(Excerpt from a dataset)
....

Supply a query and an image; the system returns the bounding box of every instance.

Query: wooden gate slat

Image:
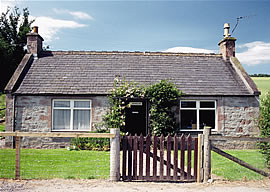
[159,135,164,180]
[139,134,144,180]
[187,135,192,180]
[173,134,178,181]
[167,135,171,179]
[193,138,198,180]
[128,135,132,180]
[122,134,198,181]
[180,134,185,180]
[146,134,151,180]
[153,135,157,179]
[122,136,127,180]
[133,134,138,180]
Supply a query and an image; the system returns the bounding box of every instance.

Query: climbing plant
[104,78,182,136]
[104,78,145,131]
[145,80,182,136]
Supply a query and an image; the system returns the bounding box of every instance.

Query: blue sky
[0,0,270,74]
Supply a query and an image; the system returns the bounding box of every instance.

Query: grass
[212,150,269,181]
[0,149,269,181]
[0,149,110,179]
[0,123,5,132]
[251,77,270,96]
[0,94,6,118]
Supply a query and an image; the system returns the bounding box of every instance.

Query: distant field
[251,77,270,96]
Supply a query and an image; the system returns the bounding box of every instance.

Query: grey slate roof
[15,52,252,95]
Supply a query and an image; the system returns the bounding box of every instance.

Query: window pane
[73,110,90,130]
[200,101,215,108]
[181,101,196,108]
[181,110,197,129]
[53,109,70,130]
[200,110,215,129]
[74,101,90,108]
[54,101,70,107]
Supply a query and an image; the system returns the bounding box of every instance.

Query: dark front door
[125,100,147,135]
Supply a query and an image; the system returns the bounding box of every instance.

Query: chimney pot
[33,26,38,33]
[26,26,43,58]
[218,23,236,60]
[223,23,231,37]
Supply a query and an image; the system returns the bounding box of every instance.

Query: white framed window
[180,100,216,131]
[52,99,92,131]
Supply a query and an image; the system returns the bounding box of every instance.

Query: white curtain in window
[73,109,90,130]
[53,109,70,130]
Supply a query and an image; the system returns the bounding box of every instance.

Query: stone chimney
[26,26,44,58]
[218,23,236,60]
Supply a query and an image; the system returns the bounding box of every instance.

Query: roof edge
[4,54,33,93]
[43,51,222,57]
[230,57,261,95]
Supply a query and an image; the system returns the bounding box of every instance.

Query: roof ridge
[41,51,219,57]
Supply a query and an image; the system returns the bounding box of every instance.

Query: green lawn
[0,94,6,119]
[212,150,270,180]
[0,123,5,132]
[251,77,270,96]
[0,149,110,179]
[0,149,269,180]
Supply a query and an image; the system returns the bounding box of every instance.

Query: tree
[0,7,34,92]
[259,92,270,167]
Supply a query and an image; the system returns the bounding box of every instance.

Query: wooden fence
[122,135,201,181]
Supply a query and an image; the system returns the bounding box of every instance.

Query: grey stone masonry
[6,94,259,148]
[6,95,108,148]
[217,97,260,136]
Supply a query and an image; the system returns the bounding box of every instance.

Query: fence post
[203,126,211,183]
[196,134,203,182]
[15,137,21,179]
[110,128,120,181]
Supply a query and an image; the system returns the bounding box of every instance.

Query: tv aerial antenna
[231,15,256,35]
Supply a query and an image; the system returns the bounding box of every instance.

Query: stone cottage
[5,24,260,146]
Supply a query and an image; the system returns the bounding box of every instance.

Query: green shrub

....

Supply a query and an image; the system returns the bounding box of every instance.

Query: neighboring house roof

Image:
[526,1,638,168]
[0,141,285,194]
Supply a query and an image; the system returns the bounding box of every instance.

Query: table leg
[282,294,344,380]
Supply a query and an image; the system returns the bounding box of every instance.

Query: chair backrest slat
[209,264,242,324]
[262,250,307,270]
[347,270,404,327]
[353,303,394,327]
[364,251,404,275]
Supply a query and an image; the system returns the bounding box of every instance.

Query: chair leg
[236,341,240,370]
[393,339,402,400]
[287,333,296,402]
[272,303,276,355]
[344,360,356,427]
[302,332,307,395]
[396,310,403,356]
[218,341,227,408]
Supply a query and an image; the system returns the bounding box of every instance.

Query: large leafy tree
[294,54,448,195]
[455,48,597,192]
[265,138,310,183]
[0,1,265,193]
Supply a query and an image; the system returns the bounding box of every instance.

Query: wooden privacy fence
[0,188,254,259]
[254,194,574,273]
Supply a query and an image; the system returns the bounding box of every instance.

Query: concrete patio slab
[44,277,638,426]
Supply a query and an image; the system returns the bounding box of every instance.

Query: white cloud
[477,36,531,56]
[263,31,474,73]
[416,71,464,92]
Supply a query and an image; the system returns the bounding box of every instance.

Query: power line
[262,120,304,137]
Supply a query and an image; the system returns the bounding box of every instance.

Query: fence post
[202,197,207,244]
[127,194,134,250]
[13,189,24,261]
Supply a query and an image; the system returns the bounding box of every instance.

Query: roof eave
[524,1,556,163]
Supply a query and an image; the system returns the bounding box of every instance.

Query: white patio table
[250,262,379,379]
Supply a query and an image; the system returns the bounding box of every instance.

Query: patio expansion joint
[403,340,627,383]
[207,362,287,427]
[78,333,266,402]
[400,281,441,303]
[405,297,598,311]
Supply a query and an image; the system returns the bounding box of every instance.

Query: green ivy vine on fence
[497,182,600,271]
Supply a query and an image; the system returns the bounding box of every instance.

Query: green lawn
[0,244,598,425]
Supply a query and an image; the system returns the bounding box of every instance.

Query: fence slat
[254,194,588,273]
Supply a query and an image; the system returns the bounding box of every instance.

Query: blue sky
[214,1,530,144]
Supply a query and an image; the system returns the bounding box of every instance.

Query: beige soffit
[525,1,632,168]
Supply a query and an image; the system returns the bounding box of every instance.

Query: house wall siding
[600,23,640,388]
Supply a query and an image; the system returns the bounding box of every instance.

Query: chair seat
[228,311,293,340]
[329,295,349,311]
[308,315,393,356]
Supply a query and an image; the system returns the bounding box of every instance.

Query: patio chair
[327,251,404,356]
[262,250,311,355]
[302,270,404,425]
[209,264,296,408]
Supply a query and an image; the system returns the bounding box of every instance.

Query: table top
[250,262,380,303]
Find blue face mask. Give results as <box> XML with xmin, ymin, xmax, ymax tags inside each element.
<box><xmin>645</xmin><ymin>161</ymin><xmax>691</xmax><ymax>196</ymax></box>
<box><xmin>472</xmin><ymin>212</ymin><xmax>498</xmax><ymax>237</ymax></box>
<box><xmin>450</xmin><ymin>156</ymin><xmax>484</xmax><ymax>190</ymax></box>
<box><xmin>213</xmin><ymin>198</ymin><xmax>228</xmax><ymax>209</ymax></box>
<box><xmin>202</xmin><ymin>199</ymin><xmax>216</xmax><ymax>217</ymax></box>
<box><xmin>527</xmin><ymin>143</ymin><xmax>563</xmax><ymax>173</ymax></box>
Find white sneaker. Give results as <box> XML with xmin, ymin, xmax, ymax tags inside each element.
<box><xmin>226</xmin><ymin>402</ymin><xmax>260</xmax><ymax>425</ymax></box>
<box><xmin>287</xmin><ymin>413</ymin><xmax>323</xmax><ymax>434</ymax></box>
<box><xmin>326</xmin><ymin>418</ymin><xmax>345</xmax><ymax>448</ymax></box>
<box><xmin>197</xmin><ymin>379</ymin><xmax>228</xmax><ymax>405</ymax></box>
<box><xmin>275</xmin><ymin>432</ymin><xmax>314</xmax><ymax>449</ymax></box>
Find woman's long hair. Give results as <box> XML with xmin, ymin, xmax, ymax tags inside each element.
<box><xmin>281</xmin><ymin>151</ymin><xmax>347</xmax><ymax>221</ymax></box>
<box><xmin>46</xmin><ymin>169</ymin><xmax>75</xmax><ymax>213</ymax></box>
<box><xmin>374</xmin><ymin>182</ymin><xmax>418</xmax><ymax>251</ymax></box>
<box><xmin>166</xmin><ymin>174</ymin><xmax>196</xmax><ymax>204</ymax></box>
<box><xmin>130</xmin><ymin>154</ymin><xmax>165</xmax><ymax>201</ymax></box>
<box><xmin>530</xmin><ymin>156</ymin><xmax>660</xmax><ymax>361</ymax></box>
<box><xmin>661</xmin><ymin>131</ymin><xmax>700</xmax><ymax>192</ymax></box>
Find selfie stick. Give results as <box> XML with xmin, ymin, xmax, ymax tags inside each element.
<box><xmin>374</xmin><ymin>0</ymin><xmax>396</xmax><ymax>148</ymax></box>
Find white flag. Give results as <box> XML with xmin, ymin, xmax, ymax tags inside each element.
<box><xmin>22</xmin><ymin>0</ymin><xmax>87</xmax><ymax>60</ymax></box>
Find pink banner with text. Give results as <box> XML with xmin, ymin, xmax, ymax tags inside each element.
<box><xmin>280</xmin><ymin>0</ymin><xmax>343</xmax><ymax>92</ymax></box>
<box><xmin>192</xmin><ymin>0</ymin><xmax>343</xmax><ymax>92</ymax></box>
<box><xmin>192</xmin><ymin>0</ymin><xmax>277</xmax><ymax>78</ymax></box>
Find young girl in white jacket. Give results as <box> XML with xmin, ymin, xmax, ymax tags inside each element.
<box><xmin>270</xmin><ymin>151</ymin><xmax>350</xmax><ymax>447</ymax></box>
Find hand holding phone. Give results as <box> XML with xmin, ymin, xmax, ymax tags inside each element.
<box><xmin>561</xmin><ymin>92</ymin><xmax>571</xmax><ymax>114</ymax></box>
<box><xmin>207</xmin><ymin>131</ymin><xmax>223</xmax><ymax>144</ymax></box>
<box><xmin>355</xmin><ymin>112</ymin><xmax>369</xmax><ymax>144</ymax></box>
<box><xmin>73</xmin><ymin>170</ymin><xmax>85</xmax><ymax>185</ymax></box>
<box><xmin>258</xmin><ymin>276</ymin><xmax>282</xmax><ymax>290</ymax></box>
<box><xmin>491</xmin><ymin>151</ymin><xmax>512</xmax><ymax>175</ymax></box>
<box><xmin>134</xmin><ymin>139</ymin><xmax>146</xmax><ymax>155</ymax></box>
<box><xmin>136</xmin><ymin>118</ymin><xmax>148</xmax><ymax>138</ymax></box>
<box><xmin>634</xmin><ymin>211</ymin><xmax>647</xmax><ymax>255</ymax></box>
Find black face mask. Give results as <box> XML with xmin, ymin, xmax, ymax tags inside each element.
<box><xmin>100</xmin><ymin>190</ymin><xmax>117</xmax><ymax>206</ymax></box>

....

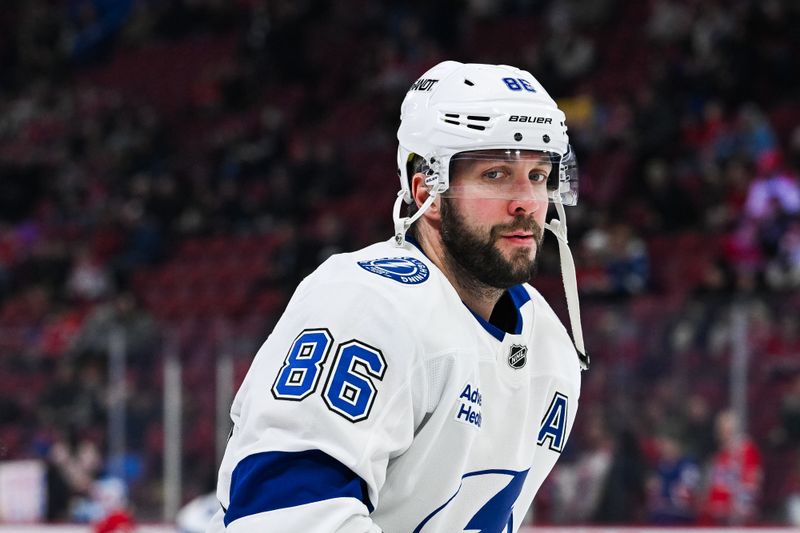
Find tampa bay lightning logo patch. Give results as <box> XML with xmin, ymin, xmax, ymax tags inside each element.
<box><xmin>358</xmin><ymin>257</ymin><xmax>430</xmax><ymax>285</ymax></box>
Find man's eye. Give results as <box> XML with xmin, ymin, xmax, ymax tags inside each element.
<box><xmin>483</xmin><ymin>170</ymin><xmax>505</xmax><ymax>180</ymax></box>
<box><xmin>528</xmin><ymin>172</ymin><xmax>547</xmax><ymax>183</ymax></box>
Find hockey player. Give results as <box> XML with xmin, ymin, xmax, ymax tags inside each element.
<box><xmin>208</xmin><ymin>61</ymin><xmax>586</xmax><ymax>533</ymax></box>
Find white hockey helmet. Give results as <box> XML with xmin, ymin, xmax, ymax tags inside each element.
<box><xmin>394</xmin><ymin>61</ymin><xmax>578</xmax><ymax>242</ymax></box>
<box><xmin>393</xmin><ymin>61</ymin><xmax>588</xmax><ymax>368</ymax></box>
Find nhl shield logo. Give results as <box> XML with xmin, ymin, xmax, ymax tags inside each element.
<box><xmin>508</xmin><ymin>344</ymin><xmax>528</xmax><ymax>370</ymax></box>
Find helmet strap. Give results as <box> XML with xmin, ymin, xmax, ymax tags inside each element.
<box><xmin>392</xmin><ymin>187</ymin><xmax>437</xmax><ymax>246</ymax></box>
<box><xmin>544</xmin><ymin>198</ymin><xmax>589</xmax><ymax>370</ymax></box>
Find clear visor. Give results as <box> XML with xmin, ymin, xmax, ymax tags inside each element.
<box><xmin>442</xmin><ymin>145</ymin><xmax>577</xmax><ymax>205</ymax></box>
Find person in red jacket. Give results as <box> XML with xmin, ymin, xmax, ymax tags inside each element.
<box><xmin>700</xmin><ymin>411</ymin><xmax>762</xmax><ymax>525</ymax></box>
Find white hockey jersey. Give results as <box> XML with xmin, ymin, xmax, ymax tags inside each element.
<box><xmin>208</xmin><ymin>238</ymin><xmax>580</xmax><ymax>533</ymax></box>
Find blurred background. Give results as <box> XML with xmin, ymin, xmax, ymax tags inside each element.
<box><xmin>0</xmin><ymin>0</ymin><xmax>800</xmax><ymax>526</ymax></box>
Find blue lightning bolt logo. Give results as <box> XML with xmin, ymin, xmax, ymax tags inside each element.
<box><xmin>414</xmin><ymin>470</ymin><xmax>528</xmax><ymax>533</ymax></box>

....

**What you should do**
Pick out every line in the material above that contains the word "lightning", and copy those lines.

**Solution to the exercise**
Find tampa bay lightning logo patch. Give results as <box> XML with xmin, ymin, xmax, ymax tags inside each element.
Find blue lightning bolt logo. Give results as <box> XML with xmin, ymin, xmax, ymax tags inside each element.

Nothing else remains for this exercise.